== What you need to do ==
Write the records out once more. Leave each line exactly as given.

== Data provided ==
□ □ □

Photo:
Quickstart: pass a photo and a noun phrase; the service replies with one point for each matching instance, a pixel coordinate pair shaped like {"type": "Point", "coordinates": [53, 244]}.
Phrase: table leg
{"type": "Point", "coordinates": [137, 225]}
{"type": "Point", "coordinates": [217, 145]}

□ □ □

== Finished exercise ==
Photo:
Quickstart: pass a photo and a noun phrase; the service replies with one point for each matching instance, a pixel coordinate pair shaped like {"type": "Point", "coordinates": [53, 244]}.
Phrase: table leg
{"type": "Point", "coordinates": [137, 225]}
{"type": "Point", "coordinates": [217, 145]}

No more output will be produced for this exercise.